### Your task
Nothing but the pictures should be left out when you copy the records exactly.
*** Information ***
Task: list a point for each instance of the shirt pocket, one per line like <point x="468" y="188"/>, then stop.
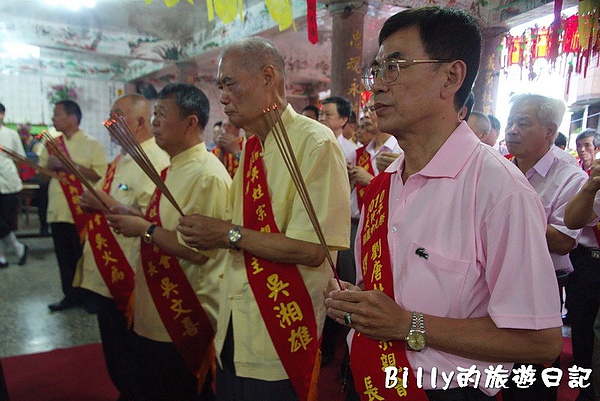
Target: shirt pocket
<point x="431" y="282"/>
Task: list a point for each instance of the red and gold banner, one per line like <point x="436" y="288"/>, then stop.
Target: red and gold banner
<point x="73" y="190"/>
<point x="110" y="259"/>
<point x="230" y="161"/>
<point x="363" y="159"/>
<point x="369" y="358"/>
<point x="176" y="301"/>
<point x="280" y="292"/>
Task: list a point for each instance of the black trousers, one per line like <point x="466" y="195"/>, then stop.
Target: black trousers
<point x="161" y="374"/>
<point x="9" y="208"/>
<point x="68" y="250"/>
<point x="536" y="392"/>
<point x="116" y="341"/>
<point x="3" y="389"/>
<point x="583" y="302"/>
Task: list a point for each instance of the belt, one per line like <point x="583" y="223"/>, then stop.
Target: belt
<point x="458" y="394"/>
<point x="588" y="252"/>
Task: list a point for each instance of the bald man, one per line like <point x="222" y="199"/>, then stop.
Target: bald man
<point x="125" y="185"/>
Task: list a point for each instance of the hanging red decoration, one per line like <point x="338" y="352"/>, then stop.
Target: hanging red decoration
<point x="311" y="19"/>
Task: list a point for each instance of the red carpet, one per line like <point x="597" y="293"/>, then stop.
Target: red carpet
<point x="72" y="374"/>
<point x="79" y="374"/>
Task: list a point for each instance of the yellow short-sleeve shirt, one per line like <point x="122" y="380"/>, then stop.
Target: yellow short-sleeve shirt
<point x="323" y="167"/>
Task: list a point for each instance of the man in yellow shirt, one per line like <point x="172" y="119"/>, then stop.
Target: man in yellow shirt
<point x="64" y="214"/>
<point x="124" y="185"/>
<point x="176" y="287"/>
<point x="271" y="316"/>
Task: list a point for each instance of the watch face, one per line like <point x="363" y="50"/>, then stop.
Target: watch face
<point x="234" y="236"/>
<point x="416" y="340"/>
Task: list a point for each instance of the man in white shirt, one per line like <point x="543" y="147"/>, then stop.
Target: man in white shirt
<point x="335" y="114"/>
<point x="10" y="186"/>
<point x="530" y="132"/>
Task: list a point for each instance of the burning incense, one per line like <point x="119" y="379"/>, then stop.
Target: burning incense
<point x="119" y="130"/>
<point x="68" y="164"/>
<point x="283" y="143"/>
<point x="30" y="163"/>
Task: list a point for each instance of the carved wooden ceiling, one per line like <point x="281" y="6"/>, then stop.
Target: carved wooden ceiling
<point x="126" y="40"/>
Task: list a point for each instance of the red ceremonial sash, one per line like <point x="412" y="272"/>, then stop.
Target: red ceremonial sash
<point x="176" y="301"/>
<point x="73" y="190"/>
<point x="228" y="159"/>
<point x="370" y="357"/>
<point x="284" y="302"/>
<point x="363" y="159"/>
<point x="110" y="259"/>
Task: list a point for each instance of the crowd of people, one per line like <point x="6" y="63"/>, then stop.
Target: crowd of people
<point x="449" y="247"/>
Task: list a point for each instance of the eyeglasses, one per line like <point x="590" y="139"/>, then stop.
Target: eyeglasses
<point x="388" y="70"/>
<point x="368" y="109"/>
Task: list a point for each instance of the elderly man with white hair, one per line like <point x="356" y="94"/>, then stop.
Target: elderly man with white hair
<point x="532" y="126"/>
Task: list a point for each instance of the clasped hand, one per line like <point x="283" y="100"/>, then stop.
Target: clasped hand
<point x="373" y="313"/>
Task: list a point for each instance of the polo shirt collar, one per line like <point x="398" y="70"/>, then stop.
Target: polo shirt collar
<point x="450" y="158"/>
<point x="544" y="164"/>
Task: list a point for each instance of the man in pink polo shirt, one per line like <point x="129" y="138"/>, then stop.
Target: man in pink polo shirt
<point x="452" y="261"/>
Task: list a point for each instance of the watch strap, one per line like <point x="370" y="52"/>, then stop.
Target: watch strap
<point x="148" y="234"/>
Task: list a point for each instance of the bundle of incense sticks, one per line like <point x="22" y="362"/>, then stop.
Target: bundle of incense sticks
<point x="283" y="143"/>
<point x="30" y="163"/>
<point x="56" y="150"/>
<point x="119" y="130"/>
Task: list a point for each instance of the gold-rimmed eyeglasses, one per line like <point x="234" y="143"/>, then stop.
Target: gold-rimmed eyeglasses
<point x="388" y="70"/>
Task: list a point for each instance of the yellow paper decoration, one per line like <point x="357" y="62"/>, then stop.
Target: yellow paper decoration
<point x="225" y="9"/>
<point x="281" y="12"/>
<point x="589" y="12"/>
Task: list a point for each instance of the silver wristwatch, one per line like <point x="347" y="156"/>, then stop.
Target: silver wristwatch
<point x="234" y="236"/>
<point x="415" y="339"/>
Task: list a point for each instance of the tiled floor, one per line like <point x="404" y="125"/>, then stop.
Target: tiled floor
<point x="26" y="324"/>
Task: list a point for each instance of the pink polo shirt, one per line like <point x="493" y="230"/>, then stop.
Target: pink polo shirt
<point x="483" y="227"/>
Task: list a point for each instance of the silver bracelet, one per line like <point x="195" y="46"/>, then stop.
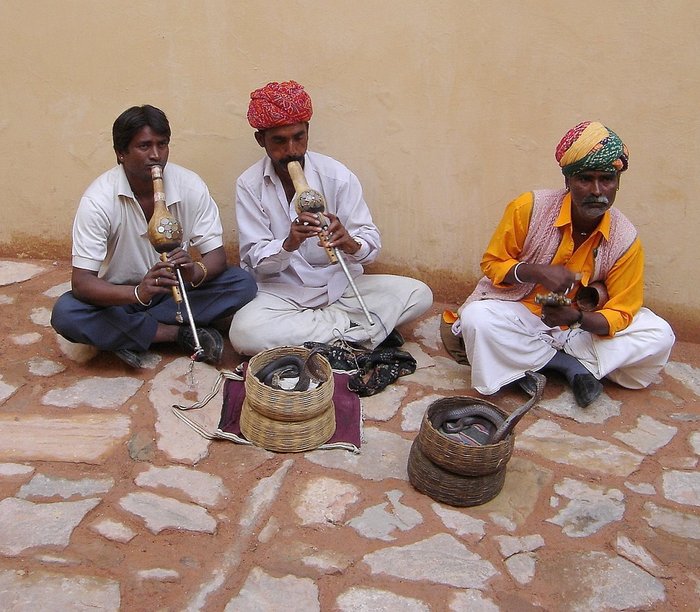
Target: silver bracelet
<point x="138" y="299"/>
<point x="515" y="272"/>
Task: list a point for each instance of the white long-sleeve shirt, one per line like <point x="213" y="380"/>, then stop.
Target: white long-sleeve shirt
<point x="264" y="216"/>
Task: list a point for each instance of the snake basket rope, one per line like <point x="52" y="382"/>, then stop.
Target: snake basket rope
<point x="283" y="420"/>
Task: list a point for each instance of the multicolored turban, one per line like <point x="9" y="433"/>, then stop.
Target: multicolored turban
<point x="279" y="104"/>
<point x="591" y="146"/>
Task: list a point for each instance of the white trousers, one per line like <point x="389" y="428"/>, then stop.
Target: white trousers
<point x="269" y="321"/>
<point x="504" y="339"/>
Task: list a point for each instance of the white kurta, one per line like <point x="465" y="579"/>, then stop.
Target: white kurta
<point x="504" y="339"/>
<point x="301" y="295"/>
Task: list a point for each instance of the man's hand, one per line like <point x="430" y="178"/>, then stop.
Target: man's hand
<point x="556" y="316"/>
<point x="303" y="227"/>
<point x="555" y="278"/>
<point x="339" y="238"/>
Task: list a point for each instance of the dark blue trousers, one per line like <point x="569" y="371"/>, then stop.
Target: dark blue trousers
<point x="134" y="326"/>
*** End of Information ***
### Written reply
Task: list a point for each instance of the shirt pocket, one per line like <point x="468" y="188"/>, then stop.
Target: shirt pocket
<point x="431" y="282"/>
Task: list a point for each instance of the red and gold banner, one per line like <point x="436" y="288"/>, then stop.
Target: red and gold banner
<point x="73" y="190"/>
<point x="110" y="259"/>
<point x="230" y="161"/>
<point x="363" y="159"/>
<point x="369" y="358"/>
<point x="176" y="301"/>
<point x="280" y="292"/>
Task: list a point for each instance of the black trousers, one per line like <point x="466" y="195"/>, then stop.
Target: black trousers
<point x="161" y="374"/>
<point x="9" y="208"/>
<point x="68" y="250"/>
<point x="536" y="392"/>
<point x="116" y="341"/>
<point x="3" y="389"/>
<point x="583" y="302"/>
Task: list a point for each instance of the belt, one per line like <point x="583" y="223"/>, then stop.
Target: belt
<point x="458" y="394"/>
<point x="588" y="252"/>
Task: list a point for each instance of the bald man, one per line like <point x="222" y="199"/>, then stop.
Target: bald man
<point x="125" y="185"/>
Task: list a point for each instance of the hanging red decoration, one per line like <point x="338" y="352"/>, then stop.
Target: hanging red decoration
<point x="311" y="19"/>
Task: list a point for each instance of the red carpet, one per line like <point x="597" y="293"/>, then stop.
Target: red carpet
<point x="72" y="374"/>
<point x="79" y="374"/>
Task: list a point for each instance of the yellow short-sleeve shirt, one per line like <point x="122" y="380"/>, then stop.
Target: yellow short-sleeve shirt
<point x="323" y="167"/>
Task: list a point for each instance of the man in yellow shirt, one per line like <point x="172" y="119"/>, then stop.
Target: man in yellow shirt
<point x="64" y="214"/>
<point x="124" y="185"/>
<point x="176" y="287"/>
<point x="271" y="316"/>
Task: list a point for each instance of the watch face, one per line like <point x="363" y="50"/>, then stop.
Target: watch face
<point x="234" y="236"/>
<point x="416" y="340"/>
Task: list a point for each instance of the man in white shirt, one per line like <point x="543" y="147"/>, then stop.
Target: man in white shirt
<point x="335" y="114"/>
<point x="10" y="186"/>
<point x="530" y="132"/>
Task: list a point for each instance of the burning incense, one per line like <point x="119" y="379"/>, then stop.
Target: burning incense
<point x="119" y="130"/>
<point x="68" y="164"/>
<point x="283" y="143"/>
<point x="30" y="163"/>
Task: list a point for each instance of the carved wooden ceiling, one per line like <point x="281" y="6"/>, then stop.
Target: carved wooden ceiling
<point x="126" y="40"/>
Task: list a point for each instance of the red ceremonial sash, one per line like <point x="412" y="272"/>, then stop.
Target: red ceremonial sash
<point x="176" y="301"/>
<point x="73" y="190"/>
<point x="228" y="159"/>
<point x="370" y="357"/>
<point x="284" y="302"/>
<point x="363" y="159"/>
<point x="110" y="259"/>
Task: list a point for each instance of the crowd of people, one per line like <point x="6" y="63"/>, then stop.
Target: crowd of people
<point x="449" y="247"/>
Task: list a point for each instance of the eyeglasses, one per line like <point x="590" y="139"/>, then stop.
Target: eyeglasses
<point x="388" y="70"/>
<point x="368" y="109"/>
Task: list a point for each instance of the elderly man with white hair, one per line like <point x="356" y="94"/>, then stop.
Target: elderly man with white hair
<point x="532" y="126"/>
Task: list a point for each instance of the clasped hand, one per line like <point x="283" y="100"/>, then stop.
Target: clasped hand
<point x="373" y="313"/>
Task: list a point for each instance of the polo shirt collar, one per line like <point x="398" y="70"/>, then stop.
Target: polo shirt collar
<point x="450" y="158"/>
<point x="544" y="164"/>
Task: list a point for each instance of the man in pink polo shirt, one per line like <point x="129" y="138"/>, then stop.
Target: man in pink polo shirt
<point x="452" y="261"/>
Task: list a point for each instance of the watch strap, one per line like <point x="370" y="52"/>, then stop.
Target: watch strap
<point x="148" y="234"/>
Task: list a point for each instance of the bundle of incense sticks, one per line like <point x="22" y="362"/>, then stop.
Target: bundle of incense sticks
<point x="283" y="143"/>
<point x="30" y="163"/>
<point x="56" y="150"/>
<point x="119" y="130"/>
Task: list a point for each instance of the gold-rimmed eyeglasses, one per line like <point x="234" y="143"/>, then stop.
Target: gold-rimmed eyeglasses
<point x="388" y="70"/>
Task: list a point for each instance of the yellow paper decoration, one per line like <point x="357" y="62"/>, then stop.
Target: yellow paper decoration
<point x="225" y="9"/>
<point x="281" y="12"/>
<point x="589" y="12"/>
Task: list a point for each instance of the silver wristwatch, one per line like <point x="347" y="156"/>, then stop.
Target: silver wristwatch
<point x="234" y="236"/>
<point x="415" y="339"/>
Task: list a point for each instance of the tiled floor, one per line like <point x="404" y="125"/>, then stop.
Target: tiled floor
<point x="26" y="324"/>
Task: list a point for each instance of the pink polo shirt, one per line like <point x="493" y="230"/>, then stop.
Target: pink polo shirt
<point x="483" y="227"/>
Task: list a point for each instance of the silver bracelet, one per line like <point x="195" y="46"/>, then stop.
Target: silver bracelet
<point x="138" y="299"/>
<point x="515" y="272"/>
Task: list a point for each instance of the white long-sleeve shirt, one per line like <point x="213" y="380"/>, then stop.
Target: white long-sleeve shirt
<point x="264" y="216"/>
Task: list a point for each instance of the snake basket rope, one per line like <point x="52" y="382"/>, then stop.
Target: snake basket rope
<point x="283" y="420"/>
Task: list a point for each instance of the multicolored turban, one per line like <point x="9" y="433"/>, then stop.
Target: multicolored turban
<point x="279" y="104"/>
<point x="591" y="146"/>
Task: list a point for each instance of the white trousers, one per line like <point x="389" y="428"/>, then stop.
Target: white trousers
<point x="269" y="321"/>
<point x="504" y="339"/>
Task: list a point for each instance of the white kurta, one per line like <point x="465" y="579"/>, then stop.
Target: white kurta
<point x="504" y="339"/>
<point x="301" y="295"/>
Task: list a point for each instance of the man's hand, one per line like <point x="430" y="178"/>, then stop.
Target: man's hand
<point x="556" y="316"/>
<point x="303" y="227"/>
<point x="555" y="278"/>
<point x="339" y="238"/>
Task: list a point for each instance of the dark blue trousers, one per line like <point x="569" y="371"/>, then stop.
Target: dark blue trousers
<point x="134" y="326"/>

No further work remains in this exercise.